*Given problem:*
Write out the complete material exactly as it stands.
Begin Material provided
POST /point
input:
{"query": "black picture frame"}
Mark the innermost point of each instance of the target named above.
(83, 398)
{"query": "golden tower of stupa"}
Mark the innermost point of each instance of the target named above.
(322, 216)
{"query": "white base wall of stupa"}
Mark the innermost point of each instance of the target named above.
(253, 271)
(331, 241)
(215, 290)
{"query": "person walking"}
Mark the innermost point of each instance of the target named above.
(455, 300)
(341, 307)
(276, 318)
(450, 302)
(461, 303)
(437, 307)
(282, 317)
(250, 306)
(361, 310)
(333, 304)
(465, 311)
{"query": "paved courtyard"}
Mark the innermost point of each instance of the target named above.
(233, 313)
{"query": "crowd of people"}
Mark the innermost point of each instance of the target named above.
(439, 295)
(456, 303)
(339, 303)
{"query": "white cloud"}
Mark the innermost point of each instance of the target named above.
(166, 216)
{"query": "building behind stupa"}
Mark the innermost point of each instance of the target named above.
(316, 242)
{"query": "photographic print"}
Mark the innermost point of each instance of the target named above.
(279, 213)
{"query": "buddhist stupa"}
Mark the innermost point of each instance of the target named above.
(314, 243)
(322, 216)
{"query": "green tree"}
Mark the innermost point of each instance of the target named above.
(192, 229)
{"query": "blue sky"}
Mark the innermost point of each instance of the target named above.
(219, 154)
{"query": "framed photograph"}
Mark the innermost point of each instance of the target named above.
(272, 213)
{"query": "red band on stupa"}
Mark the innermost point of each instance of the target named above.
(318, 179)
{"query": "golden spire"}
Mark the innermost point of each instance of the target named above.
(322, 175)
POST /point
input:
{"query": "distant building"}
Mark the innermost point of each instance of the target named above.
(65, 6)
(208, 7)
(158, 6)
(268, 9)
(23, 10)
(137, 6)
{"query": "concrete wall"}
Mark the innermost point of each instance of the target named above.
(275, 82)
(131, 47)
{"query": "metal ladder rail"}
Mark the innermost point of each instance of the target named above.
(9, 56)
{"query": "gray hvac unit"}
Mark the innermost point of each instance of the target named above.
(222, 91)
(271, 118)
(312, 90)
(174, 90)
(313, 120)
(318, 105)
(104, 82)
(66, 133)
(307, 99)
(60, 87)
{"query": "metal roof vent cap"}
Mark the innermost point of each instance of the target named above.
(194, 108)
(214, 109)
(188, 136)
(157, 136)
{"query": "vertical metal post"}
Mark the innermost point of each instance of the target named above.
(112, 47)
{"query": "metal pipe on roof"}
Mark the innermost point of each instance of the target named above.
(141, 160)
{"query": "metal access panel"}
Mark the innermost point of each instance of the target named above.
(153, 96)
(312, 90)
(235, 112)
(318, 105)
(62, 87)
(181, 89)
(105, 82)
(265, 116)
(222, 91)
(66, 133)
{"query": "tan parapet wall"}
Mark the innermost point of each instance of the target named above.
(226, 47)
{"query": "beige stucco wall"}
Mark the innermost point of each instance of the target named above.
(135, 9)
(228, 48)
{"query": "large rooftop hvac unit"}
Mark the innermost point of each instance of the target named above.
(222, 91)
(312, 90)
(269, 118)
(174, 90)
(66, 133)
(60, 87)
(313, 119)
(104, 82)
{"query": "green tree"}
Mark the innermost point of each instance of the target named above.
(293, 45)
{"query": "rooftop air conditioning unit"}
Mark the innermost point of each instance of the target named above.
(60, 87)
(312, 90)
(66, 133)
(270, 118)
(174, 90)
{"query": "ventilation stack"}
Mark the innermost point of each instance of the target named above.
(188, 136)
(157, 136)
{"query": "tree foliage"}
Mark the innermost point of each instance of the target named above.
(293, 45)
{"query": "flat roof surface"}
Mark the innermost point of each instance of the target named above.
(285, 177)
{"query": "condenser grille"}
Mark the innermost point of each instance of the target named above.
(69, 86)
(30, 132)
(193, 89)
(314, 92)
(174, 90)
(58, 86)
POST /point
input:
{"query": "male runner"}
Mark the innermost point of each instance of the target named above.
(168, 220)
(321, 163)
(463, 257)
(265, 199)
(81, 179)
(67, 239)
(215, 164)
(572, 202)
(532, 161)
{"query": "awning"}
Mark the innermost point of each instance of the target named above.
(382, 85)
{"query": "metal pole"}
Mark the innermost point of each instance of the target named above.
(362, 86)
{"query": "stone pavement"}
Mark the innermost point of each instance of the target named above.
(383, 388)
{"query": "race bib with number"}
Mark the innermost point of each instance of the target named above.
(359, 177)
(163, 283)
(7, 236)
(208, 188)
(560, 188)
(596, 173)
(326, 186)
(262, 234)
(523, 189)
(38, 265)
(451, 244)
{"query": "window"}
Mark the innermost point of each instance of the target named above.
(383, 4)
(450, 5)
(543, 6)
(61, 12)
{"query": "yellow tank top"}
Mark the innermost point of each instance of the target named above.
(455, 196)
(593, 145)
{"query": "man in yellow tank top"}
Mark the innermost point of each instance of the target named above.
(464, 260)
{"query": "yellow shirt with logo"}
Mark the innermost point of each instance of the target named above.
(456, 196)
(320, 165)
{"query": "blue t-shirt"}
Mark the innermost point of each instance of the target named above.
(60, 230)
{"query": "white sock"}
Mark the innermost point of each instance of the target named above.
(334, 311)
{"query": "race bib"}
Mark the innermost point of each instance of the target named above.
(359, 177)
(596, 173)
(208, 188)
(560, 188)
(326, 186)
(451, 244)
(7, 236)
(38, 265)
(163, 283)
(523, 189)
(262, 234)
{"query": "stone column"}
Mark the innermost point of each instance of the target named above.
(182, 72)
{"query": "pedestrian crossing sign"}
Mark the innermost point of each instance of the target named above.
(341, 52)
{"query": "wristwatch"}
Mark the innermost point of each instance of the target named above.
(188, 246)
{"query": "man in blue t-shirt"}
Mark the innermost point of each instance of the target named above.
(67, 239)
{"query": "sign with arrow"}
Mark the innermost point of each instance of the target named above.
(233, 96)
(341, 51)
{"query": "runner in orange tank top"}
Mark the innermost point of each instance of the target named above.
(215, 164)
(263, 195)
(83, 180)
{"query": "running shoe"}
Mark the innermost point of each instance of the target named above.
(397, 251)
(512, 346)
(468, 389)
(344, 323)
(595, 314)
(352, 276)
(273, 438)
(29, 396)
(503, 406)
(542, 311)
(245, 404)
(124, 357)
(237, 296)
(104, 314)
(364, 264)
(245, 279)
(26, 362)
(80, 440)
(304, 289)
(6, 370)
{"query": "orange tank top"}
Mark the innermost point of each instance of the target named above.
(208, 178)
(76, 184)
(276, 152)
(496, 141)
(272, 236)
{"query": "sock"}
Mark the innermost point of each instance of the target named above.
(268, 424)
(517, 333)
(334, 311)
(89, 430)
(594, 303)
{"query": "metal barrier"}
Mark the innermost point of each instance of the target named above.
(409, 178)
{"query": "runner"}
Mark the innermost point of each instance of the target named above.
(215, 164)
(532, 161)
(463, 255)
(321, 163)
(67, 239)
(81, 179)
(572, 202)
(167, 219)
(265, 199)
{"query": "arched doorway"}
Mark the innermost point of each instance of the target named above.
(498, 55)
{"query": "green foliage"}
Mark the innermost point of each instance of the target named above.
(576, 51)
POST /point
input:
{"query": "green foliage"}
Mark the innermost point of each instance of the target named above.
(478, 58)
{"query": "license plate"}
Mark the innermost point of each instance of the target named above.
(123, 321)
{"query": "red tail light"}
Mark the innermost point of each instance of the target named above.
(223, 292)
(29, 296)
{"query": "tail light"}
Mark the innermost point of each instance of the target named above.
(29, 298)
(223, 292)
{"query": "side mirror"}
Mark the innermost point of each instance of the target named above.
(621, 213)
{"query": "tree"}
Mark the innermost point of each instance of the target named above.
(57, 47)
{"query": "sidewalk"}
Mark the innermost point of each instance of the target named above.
End Material provided
*Task result:*
POST /point
input:
{"query": "black picture frame"}
Mark the innermost point of each instance of the target named above.
(83, 398)
{"query": "golden tower of stupa"}
Mark the innermost point of each instance of the target named above.
(322, 216)
{"query": "white base wall of stupa"}
Mark the innermost point of each instance of the target named above.
(253, 271)
(331, 241)
(215, 290)
{"query": "person walking"}
Mark the innermost point of each instance of the target named above.
(455, 300)
(341, 307)
(276, 318)
(450, 302)
(461, 303)
(437, 307)
(282, 317)
(250, 306)
(361, 310)
(333, 304)
(465, 311)
{"query": "paved courtyard"}
Mark the innermost point of each instance of the target named above.
(233, 313)
{"query": "crowd of people"}
Mark the innermost point of each instance of the target named above.
(439, 295)
(456, 303)
(339, 303)
{"query": "white cloud"}
Mark the innermost point of each instance of the target named above.
(166, 216)
{"query": "building behind stupa"}
Mark the innermost point of each instance of the target named above.
(316, 242)
{"query": "photographic print"}
Mark the innermost point of each instance of the target named above.
(279, 213)
{"query": "buddhist stupa"}
Mark the innermost point of each instance of the target named above.
(314, 243)
(322, 216)
{"query": "green tree"}
Mark the innermost point of each instance of the target named above.
(192, 229)
{"query": "blue sky"}
Mark the innermost point of each instance of the target named above.
(219, 154)
{"query": "framed photograph"}
Mark the innermost point of each instance of the target named above.
(272, 213)
{"query": "red band on stupa"}
Mark the innermost point of each instance of the target named above.
(318, 179)
{"query": "golden spire"}
Mark the innermost point of each instance of the target named above.
(322, 175)
POST /point
input:
{"query": "distant building"}
Mark the innermost point of each instance of the target named above.
(65, 6)
(208, 7)
(158, 6)
(268, 9)
(23, 10)
(137, 6)
{"query": "concrete wall"}
Mark the innermost point of each instance of the target named above.
(275, 82)
(131, 47)
{"query": "metal ladder rail"}
Mark the innermost point of each instance of the target named above.
(9, 56)
{"query": "gray hvac unit"}
Mark the innermost point of each instance of the target named above.
(222, 91)
(271, 118)
(312, 90)
(174, 90)
(313, 120)
(318, 105)
(104, 82)
(66, 133)
(307, 99)
(60, 87)
{"query": "metal roof vent cap"}
Mark the innermost point of each instance of the target named above.
(194, 108)
(214, 109)
(188, 136)
(157, 136)
{"query": "vertical metal post"}
Mark the innermost point of each instance of the target named above.
(112, 47)
{"query": "metal pipe on roof"}
Mark the innermost point of each instance of the target named above.
(141, 160)
{"query": "metal access panel"}
Mark the innermost point of each instance of the target named above.
(153, 96)
(312, 90)
(235, 112)
(318, 105)
(62, 87)
(181, 89)
(105, 82)
(265, 116)
(222, 91)
(66, 133)
{"query": "tan parapet wall"}
Mark the innermost point of each instance of the target named above.
(226, 47)
{"query": "beige stucco wall"}
Mark the innermost point of each instance of the target named above.
(135, 9)
(228, 48)
{"query": "large rooftop hvac unit"}
Mark the innermost point of each instance of the target named above.
(222, 91)
(312, 90)
(269, 118)
(174, 90)
(66, 133)
(60, 87)
(313, 119)
(104, 82)
{"query": "green tree"}
Mark the innermost point of each instance of the target named above.
(293, 45)
{"query": "rooftop air conditioning unit"}
Mark the innermost point of each instance of the target named above.
(60, 87)
(312, 90)
(66, 133)
(270, 118)
(174, 90)
{"query": "ventilation stack"}
Mark the innermost point of each instance of the target named above.
(188, 136)
(157, 136)
{"query": "tree foliage"}
Mark the innermost point of each instance of the target named above.
(293, 45)
{"query": "flat roof surface"}
Mark the innermost point of each instance of the target named above.
(285, 177)
{"query": "condenser grille"}
Mark the innermost point of each instance of the target named above.
(69, 86)
(30, 132)
(193, 89)
(314, 92)
(174, 90)
(58, 86)
POST /point
input:
{"query": "male runner"}
Mark the innermost point of each instance of the target named above.
(168, 220)
(321, 163)
(463, 257)
(265, 199)
(81, 179)
(67, 239)
(215, 164)
(572, 202)
(532, 161)
{"query": "awning"}
Mark the innermost point of each instance of the target named above.
(382, 85)
{"query": "metal pole"}
Mark the innermost point of each instance of the target named above.
(362, 86)
{"query": "stone pavement"}
Mark the innermost point of each instance of the target named above.
(383, 388)
{"query": "race bib with number"}
Mark the innermost point of each instance of the target named above.
(359, 177)
(163, 283)
(7, 236)
(208, 188)
(560, 188)
(596, 173)
(326, 186)
(262, 234)
(523, 189)
(38, 265)
(451, 244)
{"query": "window"}
Mark the innermost point of each instance of the target named above.
(383, 4)
(450, 5)
(543, 6)
(61, 12)
{"query": "yellow tank top"}
Mark the innermost point of each instance of the target named above.
(455, 196)
(593, 145)
{"query": "man in yellow tank top"}
Mark the innermost point of each instance of the target named above.
(464, 260)
{"query": "yellow shirt with logo"}
Mark the innermost point of each instance of the target named above.
(456, 196)
(320, 165)
{"query": "blue t-shirt"}
Mark the innermost point of each instance of the target named above.
(60, 230)
{"query": "white sock"}
Mark the innermost point of each instance of the target named above.
(334, 311)
{"query": "race bib"}
Mark the innermost point of each instance of the target named above.
(359, 177)
(596, 173)
(208, 188)
(560, 188)
(326, 186)
(451, 244)
(7, 236)
(38, 265)
(163, 283)
(523, 189)
(262, 234)
{"query": "stone column"}
Mark the innermost point of each instance of the target named above.
(182, 72)
{"query": "pedestrian crossing sign"}
Mark the innermost point of each instance of the target named above.
(341, 52)
{"query": "wristwatch"}
Mark the innermost point of each instance of the target named above.
(188, 246)
{"query": "man in blue t-shirt"}
Mark the innermost point of each instance of the target named above.
(67, 239)
{"query": "sign with arrow"}
Mark the innermost point of each instance of the target named above.
(233, 96)
(341, 51)
{"query": "runner in orange tank top"}
Mark the innermost point of each instance of the target named above.
(215, 164)
(263, 195)
(83, 180)
{"query": "running shoe"}
Mark the innermost point of each instance of the target named above.
(397, 251)
(512, 346)
(468, 389)
(344, 323)
(595, 314)
(352, 276)
(273, 438)
(29, 396)
(503, 406)
(542, 311)
(245, 404)
(124, 357)
(237, 296)
(104, 314)
(364, 264)
(245, 279)
(26, 362)
(80, 440)
(304, 289)
(6, 370)
{"query": "orange tank top"}
Mark the innermost point of each instance of the target named above.
(208, 178)
(76, 184)
(276, 152)
(496, 141)
(272, 236)
{"query": "sock"}
Mark the innermost point of each instance of the target named above.
(268, 424)
(517, 333)
(334, 311)
(89, 430)
(594, 303)
{"query": "metal barrier"}
Mark the innermost point of each instance of the target named above.
(409, 178)
{"query": "runner"}
Mark the innermost point of each instance of the target named above.
(215, 164)
(532, 161)
(463, 255)
(321, 163)
(67, 239)
(81, 179)
(572, 202)
(167, 219)
(265, 199)
{"query": "arched doorway"}
Mark the innermost point of each instance of the target named above.
(498, 55)
{"query": "green foliage"}
Mark the innermost point of each instance of the target named above.
(576, 51)
POST /point
input:
{"query": "green foliage"}
Mark the innermost point of each instance of the target named above.
(478, 58)
{"query": "license plate"}
Mark the innermost point of each instance of the target named above.
(123, 321)
{"query": "red tail light"}
Mark the innermost point of each instance of the target named above.
(223, 292)
(29, 296)
{"query": "tail light"}
Mark the innermost point of each instance of the target named above.
(29, 298)
(223, 292)
{"query": "side mirror"}
Mark the innermost point of each instance of the target named above.
(621, 213)
{"query": "tree"}
Mark the innermost point of each instance of the target named above.
(57, 47)
{"query": "sidewalk"}
Mark the innermost point of each instance of the target named above.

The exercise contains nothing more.